- _Activity_
Omit the pictures. Print each entry below exactly.

BEGIN Dataset records

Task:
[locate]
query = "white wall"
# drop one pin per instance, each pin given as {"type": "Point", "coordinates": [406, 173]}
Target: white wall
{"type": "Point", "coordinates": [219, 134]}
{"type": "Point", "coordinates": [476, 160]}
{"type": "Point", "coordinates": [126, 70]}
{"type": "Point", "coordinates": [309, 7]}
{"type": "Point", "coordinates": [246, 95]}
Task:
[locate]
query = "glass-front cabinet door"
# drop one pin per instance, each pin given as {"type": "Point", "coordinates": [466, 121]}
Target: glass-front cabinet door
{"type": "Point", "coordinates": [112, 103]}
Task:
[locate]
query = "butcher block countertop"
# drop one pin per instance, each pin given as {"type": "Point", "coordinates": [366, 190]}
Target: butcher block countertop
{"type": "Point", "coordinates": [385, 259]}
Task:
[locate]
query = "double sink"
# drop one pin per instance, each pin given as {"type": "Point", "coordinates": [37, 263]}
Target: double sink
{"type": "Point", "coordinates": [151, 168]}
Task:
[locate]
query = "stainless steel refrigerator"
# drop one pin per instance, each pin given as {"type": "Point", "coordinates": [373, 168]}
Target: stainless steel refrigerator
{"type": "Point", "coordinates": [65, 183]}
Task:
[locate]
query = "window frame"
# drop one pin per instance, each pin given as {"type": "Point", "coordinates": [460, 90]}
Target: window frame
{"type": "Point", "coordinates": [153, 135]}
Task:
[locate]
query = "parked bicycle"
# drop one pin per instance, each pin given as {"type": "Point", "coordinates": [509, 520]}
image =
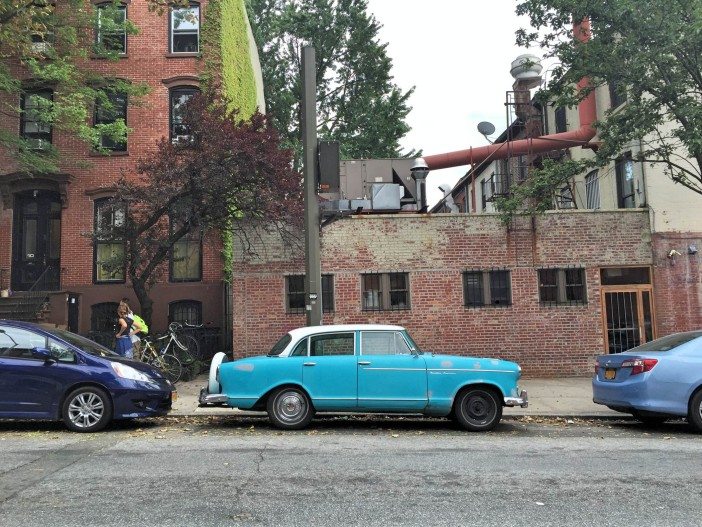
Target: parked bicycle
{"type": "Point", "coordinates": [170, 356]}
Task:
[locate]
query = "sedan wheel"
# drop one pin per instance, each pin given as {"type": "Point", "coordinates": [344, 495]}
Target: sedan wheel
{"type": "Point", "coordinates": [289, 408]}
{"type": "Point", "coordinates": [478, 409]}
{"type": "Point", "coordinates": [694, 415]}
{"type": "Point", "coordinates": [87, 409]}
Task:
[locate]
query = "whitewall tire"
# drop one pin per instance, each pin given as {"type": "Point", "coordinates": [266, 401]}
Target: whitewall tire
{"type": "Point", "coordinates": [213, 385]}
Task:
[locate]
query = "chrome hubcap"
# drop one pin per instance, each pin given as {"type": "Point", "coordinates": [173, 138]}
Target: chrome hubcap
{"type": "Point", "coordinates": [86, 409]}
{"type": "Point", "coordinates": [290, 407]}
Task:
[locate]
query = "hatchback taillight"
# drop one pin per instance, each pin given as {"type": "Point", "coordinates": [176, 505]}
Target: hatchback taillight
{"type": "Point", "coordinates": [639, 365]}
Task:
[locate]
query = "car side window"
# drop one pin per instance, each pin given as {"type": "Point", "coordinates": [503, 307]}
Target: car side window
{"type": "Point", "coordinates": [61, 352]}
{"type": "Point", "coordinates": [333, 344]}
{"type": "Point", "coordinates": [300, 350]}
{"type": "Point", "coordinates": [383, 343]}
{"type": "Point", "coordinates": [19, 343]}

END Dataset records

- _Task output_
Task:
[locate]
query = "white wall"
# drop one pin per instance, each pin given as {"type": "Point", "coordinates": [406, 173]}
Target: white wall
{"type": "Point", "coordinates": [219, 134]}
{"type": "Point", "coordinates": [476, 160]}
{"type": "Point", "coordinates": [126, 70]}
{"type": "Point", "coordinates": [309, 7]}
{"type": "Point", "coordinates": [246, 95]}
Task:
[locate]
query = "glass-front cabinet door"
# drop one pin per instance, each pin given as {"type": "Point", "coordinates": [466, 121]}
Target: glass-front cabinet door
{"type": "Point", "coordinates": [112, 103]}
Task:
[locate]
query = "butcher block countertop"
# drop one pin per instance, each pin given as {"type": "Point", "coordinates": [366, 190]}
Target: butcher block countertop
{"type": "Point", "coordinates": [385, 259]}
Task:
[locate]
query = "double sink"
# drop one pin per instance, each pin given as {"type": "Point", "coordinates": [37, 263]}
Target: double sink
{"type": "Point", "coordinates": [151, 168]}
Task:
[locate]
query = "stainless steel refrigerator"
# drop one pin per instance, each pin given as {"type": "Point", "coordinates": [373, 168]}
Target: stainless steel refrigerator
{"type": "Point", "coordinates": [65, 183]}
Task:
[locate]
query = "window frame"
# drop one pin per instance, each pin given as {"type": "Point", "coordinates": [460, 90]}
Target: window frame
{"type": "Point", "coordinates": [153, 135]}
Task:
[locate]
query = "parked bicycle"
# drop one pin per instance, each pin given as {"type": "Point", "coordinates": [509, 520]}
image =
Target: parked bicycle
{"type": "Point", "coordinates": [170, 356]}
Task:
[locate]
query = "sedan wheel"
# drop one pin per instance, each pin given as {"type": "Point", "coordinates": [344, 495]}
Target: sedan wheel
{"type": "Point", "coordinates": [289, 408]}
{"type": "Point", "coordinates": [478, 409]}
{"type": "Point", "coordinates": [694, 415]}
{"type": "Point", "coordinates": [87, 409]}
Task:
[locate]
query = "whitewall tire"
# drop one pin per instance, each pin given as {"type": "Point", "coordinates": [266, 401]}
Target: whitewall tire
{"type": "Point", "coordinates": [213, 385]}
Task:
[locate]
query = "chrome hubcap"
# drop one pin per instance, each pin given as {"type": "Point", "coordinates": [173, 138]}
Target: chrome hubcap
{"type": "Point", "coordinates": [86, 409]}
{"type": "Point", "coordinates": [290, 407]}
Task:
[locate]
query = "hatchback taillight"
# drop one pin per instance, each pin given as {"type": "Point", "coordinates": [176, 505]}
Target: hatchback taillight
{"type": "Point", "coordinates": [639, 365]}
Task:
[locate]
query = "car side window"
# drop one pin per instance, each pin given as {"type": "Point", "coordinates": [503, 307]}
Target: car side window
{"type": "Point", "coordinates": [61, 352]}
{"type": "Point", "coordinates": [333, 344]}
{"type": "Point", "coordinates": [300, 350]}
{"type": "Point", "coordinates": [383, 343]}
{"type": "Point", "coordinates": [19, 343]}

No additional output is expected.